- [Problem set]
a) In the practice notebook on linear models, SVM, and KNN, what regularization constant is the Logistic Regression model supposed to use?
b) Please write the next part of the practice notebook on linear models, SVM, and KNN, picking up after its final instruction.

- [Document passage]
○ ○ ○ ○ ○

# Module 2 Practice: Linear Models, SVM, and KNN

In [None]:
import os, sys
import numpy as np
import pandas as pd
from sklearn.model_selection import train_test_split
from sklearn.svm import SVC
from sklearn.linear_model import LogisticRegression, Perceptron, SGDClassifier
from sklearn.exceptions import ConvergenceWarning
from sklearn.neighbors import KNeighborsClassifier as KNN
from sklearn import metrics
from sklearn.neural_network import MLPClassifier
import warnings
from matplotlib import pyplot as plt

warnings.filterwarnings(action="ignore", category=ConvergenceWarning)


DATASET = "../datasets/titanic.csv"
assert os.path.exists(DATASET)

## Data Loading and Preparation

In order to practice using KNN, Linear Models, or SVMs, we'll need to have a train and test dataset. Let's use the titanic dataset that was imported above. In the cell below, load the data into a DataFrame and separate the features into `X` and `y`

In [None]:
# -------
# Your code here

## Building a Train and Test Function

In order to best evaluation our models, let's build a function that will take in the features and labels to use for evaluation, splits the data into train test based on a passed-in variable, and evaluates a model that was also passed in. Be sure to set the random state so that each train/test split is identical between runs. Return the accuracy of the model on the test partition from the function

In [None]:
# ----
# Your code here


def titanic_model_eval(model, X, y, test_size):
    # split the data

    # fit the model

    # predict with the model

    # calculate accuracy

    # return the accuracy

    pass

## Training Linear Models

Let's test a Logistic Regression model. Create a linear regression model with an $L_1$ penalty, a `liblinear` solver, and a regularization constant of 1.5. Allow a maximum number of iterations to 100.

In [None]:
# ----
# Your code here

Now, use the function we built above to get the test accuracy on the titanic dataset with an 80/20 train/test split

In [None]:
# ----
# Your code here

We can also use our function to see how our performance changes as we adjust the train/test split:

In [None]:
pct_test = np.linspace(0, 1, 11)[1:-1]
scores = [titanic_model_eval(model, X, y, P) for P in pct_test]

plt.bar(pct_test, scores, width=0.08)
plt.xticks(pct_test)
plt.ylim(min(scores) - 0.05, max(scores) + 0.02)
plt.xlabel("Percent Test")
plt.ylabel("Accuracy")
plt.gcf().set_size_inches(10, 5)

## MLP and Max Iter

Train and test a Perceptron model with $L_2$ penalty, an alpha of 0.005, and a max iteration of 50. Use a train/test split of 70/30.

○ ○ ○ ○ ○

Coordinate labeling records:
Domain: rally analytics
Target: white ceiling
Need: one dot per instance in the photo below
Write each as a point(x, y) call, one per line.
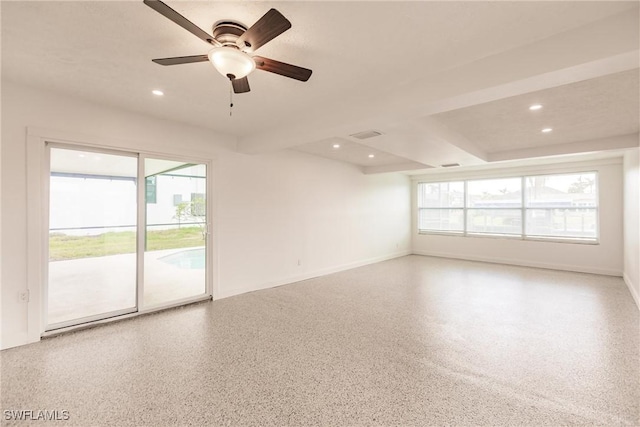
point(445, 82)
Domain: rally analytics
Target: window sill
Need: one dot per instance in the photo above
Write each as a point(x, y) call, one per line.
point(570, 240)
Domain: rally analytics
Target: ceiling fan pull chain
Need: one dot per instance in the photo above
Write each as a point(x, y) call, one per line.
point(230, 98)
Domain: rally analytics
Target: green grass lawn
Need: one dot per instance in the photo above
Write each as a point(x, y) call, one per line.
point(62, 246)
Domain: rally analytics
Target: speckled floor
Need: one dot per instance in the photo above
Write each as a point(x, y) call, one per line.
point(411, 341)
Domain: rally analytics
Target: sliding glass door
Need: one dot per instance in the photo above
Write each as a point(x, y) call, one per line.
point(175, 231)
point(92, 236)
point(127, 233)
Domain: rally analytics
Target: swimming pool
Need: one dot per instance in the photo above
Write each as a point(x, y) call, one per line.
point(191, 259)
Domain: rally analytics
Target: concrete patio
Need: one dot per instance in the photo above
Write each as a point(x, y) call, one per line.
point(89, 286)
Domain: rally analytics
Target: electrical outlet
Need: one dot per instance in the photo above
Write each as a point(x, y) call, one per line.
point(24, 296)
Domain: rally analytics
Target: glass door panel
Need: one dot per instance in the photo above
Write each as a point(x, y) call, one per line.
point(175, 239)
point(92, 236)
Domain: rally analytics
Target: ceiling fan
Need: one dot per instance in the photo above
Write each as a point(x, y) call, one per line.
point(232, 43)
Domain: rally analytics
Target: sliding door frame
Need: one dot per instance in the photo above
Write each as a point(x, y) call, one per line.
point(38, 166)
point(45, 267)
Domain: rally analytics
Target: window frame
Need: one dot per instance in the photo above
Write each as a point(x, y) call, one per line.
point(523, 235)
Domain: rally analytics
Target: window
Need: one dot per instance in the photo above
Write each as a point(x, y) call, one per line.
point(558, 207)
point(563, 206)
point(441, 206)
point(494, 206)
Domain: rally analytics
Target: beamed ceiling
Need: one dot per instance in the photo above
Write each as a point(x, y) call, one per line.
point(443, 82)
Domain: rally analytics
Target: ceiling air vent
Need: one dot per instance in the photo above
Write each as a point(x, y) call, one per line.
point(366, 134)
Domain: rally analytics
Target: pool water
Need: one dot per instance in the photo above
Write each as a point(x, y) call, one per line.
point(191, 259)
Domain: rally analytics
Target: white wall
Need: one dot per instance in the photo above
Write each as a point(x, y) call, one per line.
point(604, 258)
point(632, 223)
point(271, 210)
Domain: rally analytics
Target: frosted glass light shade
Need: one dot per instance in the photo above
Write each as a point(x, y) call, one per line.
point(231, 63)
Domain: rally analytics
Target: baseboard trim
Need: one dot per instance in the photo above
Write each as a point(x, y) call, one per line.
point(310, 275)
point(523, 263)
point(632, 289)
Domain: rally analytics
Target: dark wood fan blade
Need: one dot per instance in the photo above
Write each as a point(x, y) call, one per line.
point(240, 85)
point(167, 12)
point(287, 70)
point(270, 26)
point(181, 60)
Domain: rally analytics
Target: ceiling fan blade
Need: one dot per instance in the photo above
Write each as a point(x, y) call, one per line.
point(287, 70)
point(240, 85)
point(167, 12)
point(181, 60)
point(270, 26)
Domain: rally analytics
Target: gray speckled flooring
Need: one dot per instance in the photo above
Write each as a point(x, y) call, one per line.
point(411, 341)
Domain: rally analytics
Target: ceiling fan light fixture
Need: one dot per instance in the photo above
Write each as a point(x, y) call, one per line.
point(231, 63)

○ ○ ○ ○ ○

- [Expected results]
a) 1.5

b)
In [None]:
# ----
# Your code here

We've seen a Perceptron classifier, but there is another Gradient Descent based classifer that stacks multiple Perceptrons together into layers, known ans a [Multi-Layer Perceptron](https://scikit-learn.org/stable/modules/generated/sklearn.neural_network.MLPClassifier.html), or MLP. 

Let's train an MLP on the data and see how it performs:

In [None]:
titanic_model_eval(MLPClassifier(solver="sgd", max_iter=50), X, y, 0.3)

So, it performs better than the Perceptron! Interesting! Let's try varying the maximum number of iterations and seeing how that affects the performance. Try at least 5 different max iteration values and plot them in a bar plot, like we did for the Logistic Regression. Be sure to use an SGD solver, and set the random state of the classifer.

In [None]:
# -----
# Your code here

What you should have seen is that the MLP Classifier is very sensitive to the maximum number of iterations used in training

## SVMs

Finally, let's build a couple of SVM models on the Titanic Data.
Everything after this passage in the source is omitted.